** start Stored records **

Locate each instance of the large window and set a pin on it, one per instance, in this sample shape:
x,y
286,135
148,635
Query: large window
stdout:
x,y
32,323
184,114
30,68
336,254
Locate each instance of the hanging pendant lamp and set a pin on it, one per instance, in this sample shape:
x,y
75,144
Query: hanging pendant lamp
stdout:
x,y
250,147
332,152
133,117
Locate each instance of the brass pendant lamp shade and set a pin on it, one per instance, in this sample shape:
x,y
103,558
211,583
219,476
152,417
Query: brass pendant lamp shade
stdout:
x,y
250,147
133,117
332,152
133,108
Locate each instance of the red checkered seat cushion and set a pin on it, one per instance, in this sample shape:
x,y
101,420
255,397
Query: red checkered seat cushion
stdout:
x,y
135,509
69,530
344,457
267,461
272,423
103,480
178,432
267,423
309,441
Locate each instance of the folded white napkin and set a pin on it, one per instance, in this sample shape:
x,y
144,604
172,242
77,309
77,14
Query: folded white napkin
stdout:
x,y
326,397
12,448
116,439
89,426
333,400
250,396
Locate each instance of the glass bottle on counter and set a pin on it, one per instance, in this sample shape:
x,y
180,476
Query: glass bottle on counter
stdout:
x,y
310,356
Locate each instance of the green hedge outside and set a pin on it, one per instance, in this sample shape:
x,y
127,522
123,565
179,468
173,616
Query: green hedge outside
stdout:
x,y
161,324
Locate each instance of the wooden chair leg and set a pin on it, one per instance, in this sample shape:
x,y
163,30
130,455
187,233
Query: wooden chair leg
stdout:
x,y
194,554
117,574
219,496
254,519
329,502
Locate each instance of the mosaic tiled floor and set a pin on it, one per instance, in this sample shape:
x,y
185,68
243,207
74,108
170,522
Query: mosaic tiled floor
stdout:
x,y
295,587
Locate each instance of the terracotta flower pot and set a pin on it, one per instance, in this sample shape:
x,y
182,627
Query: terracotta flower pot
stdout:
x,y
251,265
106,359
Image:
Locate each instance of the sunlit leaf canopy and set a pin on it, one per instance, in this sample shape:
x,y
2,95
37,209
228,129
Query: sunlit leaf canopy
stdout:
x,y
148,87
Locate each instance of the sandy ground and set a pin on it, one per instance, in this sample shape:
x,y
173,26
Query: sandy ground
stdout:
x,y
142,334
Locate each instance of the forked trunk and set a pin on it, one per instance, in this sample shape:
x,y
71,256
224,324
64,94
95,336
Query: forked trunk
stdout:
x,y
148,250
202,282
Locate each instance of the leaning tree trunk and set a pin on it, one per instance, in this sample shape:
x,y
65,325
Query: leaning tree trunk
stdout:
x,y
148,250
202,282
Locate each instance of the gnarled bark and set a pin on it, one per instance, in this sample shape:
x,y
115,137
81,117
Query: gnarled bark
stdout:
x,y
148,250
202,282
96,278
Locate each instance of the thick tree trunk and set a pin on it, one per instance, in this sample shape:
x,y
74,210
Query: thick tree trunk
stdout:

** end Stored records **

*Set task*: Convert every line of the records above into a numbered list, omitting any blank lines.

*Result of the task*:
1. Locate each instance of the large window and set a pin on it, one per instance, in this sample shape:
2. x,y
3. 286,135
4. 148,635
5. Query: large window
6. stdout:
7. x,y
8. 32,323
9. 184,114
10. 30,68
11. 336,254
12. Locate each instance of the hanging pendant lamp and set a pin on it, one per instance, in this sample shape:
13. x,y
14. 75,144
15. Query: hanging pendant lamp
16. stdout:
17. x,y
18. 250,147
19. 332,152
20. 133,117
21. Locate each instance of the brass pendant lamp shade and set a pin on it, one per instance, in this sample shape:
22. x,y
23. 103,558
24. 211,583
25. 219,476
26. 152,417
27. Query: brass pendant lamp shade
28. stdout:
29. x,y
30. 250,147
31. 133,117
32. 332,152
33. 133,108
34. Locate each instance of the red checkered seat cushion and set a pin on it, one per instance, in this sample shape:
35. x,y
36. 101,420
37. 255,397
38. Query: red checkered seat cushion
39. stdout:
40. x,y
41. 135,509
42. 69,530
43. 344,457
44. 267,461
45. 272,423
46. 103,480
47. 178,432
48. 267,423
49. 309,441
50. Locate each instance of the folded white napkin and set a pin on it, one per instance, in this sample shape:
51. x,y
52. 144,604
53. 172,242
54. 77,309
55. 77,14
56. Query: folded white napkin
57. stdout:
58. x,y
59. 326,397
60. 12,448
61. 116,439
62. 89,426
63. 333,400
64. 250,396
65. Locate each instance of the glass bottle on counter and set a pin on it, one per instance, in this sample shape:
66. x,y
67. 180,476
68. Query: glass bottle on counter
69. stdout:
70. x,y
71. 310,356
72. Locate each instance of the green hedge outside and set a pin on it, one per instance, in this sample shape:
73. x,y
74. 127,522
75. 123,565
76. 179,468
77. 173,616
78. Query: green hedge outside
79. stdout:
80. x,y
81. 161,324
82. Locate each instance of the wooden chair leg and set a pin on it, one per instance, in this sample shape:
83. x,y
84. 163,30
85. 130,455
86. 187,233
87. Query: wooden chair leg
88. stdout:
89. x,y
90. 194,554
91. 117,574
92. 219,496
93. 254,519
94. 329,502
95. Locate each instance of the mosaic tiled floor and set a pin on it, one per instance, in this sample shape:
96. x,y
97. 185,68
98. 243,207
99. 74,108
100. 170,522
101. Query: mosaic tiled floor
102. stdout:
103. x,y
104. 295,587
105. Locate each instance of the terracotta flower pot and set a pin on it, one per instance, in this sample shape:
106. x,y
107. 182,627
108. Query: terracotta flower pot
109. stdout:
110. x,y
111. 251,265
112. 106,359
113. Image:
114. Locate each instance of the sunlit leaf canopy and set a pin on it, one per instance, in this sample shape:
115. x,y
116. 2,95
117. 37,209
118. 228,129
119. Query: sunlit leaf canopy
120. stdout:
121. x,y
122. 148,87
123. Locate each instance of the sandy ground and set a pin on it, one per instance, in this sample shape:
124. x,y
125. 173,26
126. Query: sandy ground
127. stdout:
128. x,y
129. 142,334
130. Locate each instance of the forked trunk and set a pin on it, one per instance, in this sample shape:
131. x,y
132. 71,256
133. 224,324
134. 64,94
135. 95,336
136. Query: forked trunk
137. stdout:
138. x,y
139. 148,250
140. 202,282
141. Locate each instance of the leaning tree trunk and set a pin on it, one per instance, in this sample shape:
142. x,y
143. 65,325
144. Query: leaning tree trunk
145. stdout:
146. x,y
147. 148,250
148. 202,282
149. Locate each instance of the gnarled bark and set a pin on it, one per instance, in this sample shape:
150. x,y
151. 115,137
152. 81,117
153. Query: gnarled bark
154. stdout:
155. x,y
156. 148,250
157. 202,282
158. 96,278
159. Locate each instance of the thick tree trunk and set a pin on it, one per instance, in this sample shape:
160. x,y
161. 74,210
162. Query: thick tree trunk
163. stdout:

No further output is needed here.